Task to complete:
Duplicate the section of the film review that opens with the words containing "He realises that" and closes with "get the idea.".

Selected excerpt:
--- start ---

Directed by: Shane Black – Starring: Russell Crowe, Ryan Gosling, Angourie Rice, Matt Bomer, Margaret Qualley, Keith David, Kim Basinger
Russell Crowe takes himself very seriously. Well, if all the reports and his movie-making record are to be believed he does. So I was rather surprised to discover that he was trying his hand at comedy in this offering, which sees him paired with Ryan Gosling.
It’s 1977, and Gosling is P.I. Holland March, who is hired by an elderly woman convinced that she has seen her dead porn-star niece. She wants answers, and although sceptical, the less-than-ethical Holland takes the case (and her money).
He realises that a missing girl named Amelia may hold the answer to what the old lady saw, and goes in search of her. However, Amelia REALLY doesn’t want to be found, and hires “enforcer” Jackson Healy (Crowe) to ensure Holland gets the message.
After fulfilling his contract, he thinks no more of it, until a pair of heavies show up at his apartment also looking for Amelia. Realising that he has been drawn into something far more sinister than he imagined, he is forced to team up with Holland to try and find Amelia, and get to the bottom of why so many people seem to want her dead.
From the off, you get the feeling that this is going to be good fun. The whole look of the movie is the worst – and by default the funniest – of the 70s. Nothing is too brown, too tacky or too loud. Think that 70s Show and you get the idea.

--- end ---

Region annotation data
--- start ---

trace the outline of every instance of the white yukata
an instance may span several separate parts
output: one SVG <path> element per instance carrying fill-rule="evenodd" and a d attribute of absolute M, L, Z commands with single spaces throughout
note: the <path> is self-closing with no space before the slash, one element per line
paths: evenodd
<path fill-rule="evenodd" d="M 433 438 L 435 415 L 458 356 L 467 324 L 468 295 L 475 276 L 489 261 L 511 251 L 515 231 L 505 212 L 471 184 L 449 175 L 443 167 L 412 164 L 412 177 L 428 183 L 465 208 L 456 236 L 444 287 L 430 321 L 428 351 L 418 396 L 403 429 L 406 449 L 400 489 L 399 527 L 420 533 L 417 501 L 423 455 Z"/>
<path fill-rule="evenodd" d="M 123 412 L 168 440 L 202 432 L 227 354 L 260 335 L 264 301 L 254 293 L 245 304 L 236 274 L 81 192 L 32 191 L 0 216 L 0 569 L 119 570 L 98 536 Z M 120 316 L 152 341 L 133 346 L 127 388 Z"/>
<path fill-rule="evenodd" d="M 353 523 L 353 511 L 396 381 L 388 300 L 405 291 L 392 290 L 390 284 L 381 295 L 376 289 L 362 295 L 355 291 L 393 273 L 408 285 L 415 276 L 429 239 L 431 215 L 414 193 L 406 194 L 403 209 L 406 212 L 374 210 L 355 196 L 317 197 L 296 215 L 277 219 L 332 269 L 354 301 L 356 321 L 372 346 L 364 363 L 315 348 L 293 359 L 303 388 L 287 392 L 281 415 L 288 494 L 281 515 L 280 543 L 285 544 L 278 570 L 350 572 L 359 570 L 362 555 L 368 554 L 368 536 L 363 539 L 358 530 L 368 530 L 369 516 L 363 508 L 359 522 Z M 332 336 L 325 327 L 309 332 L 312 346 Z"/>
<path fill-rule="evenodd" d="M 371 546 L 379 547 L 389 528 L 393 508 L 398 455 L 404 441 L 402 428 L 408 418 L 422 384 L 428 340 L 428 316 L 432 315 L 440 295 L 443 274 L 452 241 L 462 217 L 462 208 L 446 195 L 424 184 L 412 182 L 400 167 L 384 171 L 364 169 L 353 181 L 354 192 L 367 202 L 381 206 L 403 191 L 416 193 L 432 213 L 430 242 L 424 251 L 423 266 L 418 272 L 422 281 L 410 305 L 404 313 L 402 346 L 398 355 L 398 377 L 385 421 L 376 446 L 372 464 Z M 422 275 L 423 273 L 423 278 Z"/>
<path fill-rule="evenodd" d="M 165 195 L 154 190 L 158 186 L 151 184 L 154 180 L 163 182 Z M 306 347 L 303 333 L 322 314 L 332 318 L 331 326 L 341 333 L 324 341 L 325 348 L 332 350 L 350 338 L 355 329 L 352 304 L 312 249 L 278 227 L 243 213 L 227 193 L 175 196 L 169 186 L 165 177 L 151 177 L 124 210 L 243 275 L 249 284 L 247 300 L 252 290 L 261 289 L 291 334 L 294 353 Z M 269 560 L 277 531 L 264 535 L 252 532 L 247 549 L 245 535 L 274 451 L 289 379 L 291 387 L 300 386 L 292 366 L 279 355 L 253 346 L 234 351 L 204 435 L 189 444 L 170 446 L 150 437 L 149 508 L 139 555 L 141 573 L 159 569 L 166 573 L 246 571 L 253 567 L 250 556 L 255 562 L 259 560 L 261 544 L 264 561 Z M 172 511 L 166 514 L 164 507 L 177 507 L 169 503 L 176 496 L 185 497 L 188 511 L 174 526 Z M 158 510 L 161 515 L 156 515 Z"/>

--- end ---

Solved exercise:
He realises that a missing girl named Amelia may hold the answer to what the old lady saw, and goes in search of her. However, Amelia REALLY doesn’t want to be found, and hires “enforcer” Jackson Healy (Crowe) to ensure Holland gets the message.
After fulfilling his contract, he thinks no more of it, until a pair of heavies show up at his apartment also looking for Amelia. Realising that he has been drawn into something far more sinister than he imagined, he is forced to team up with Holland to try and find Amelia, and get to the bottom of why so many people seem to want her dead.
From the off, you get the feeling that this is going to be good fun. The whole look of the movie is the worst – and by default the funniest – of the 70s. Nothing is too brown, too tacky or too loud. Think that 70s Show and you get the idea.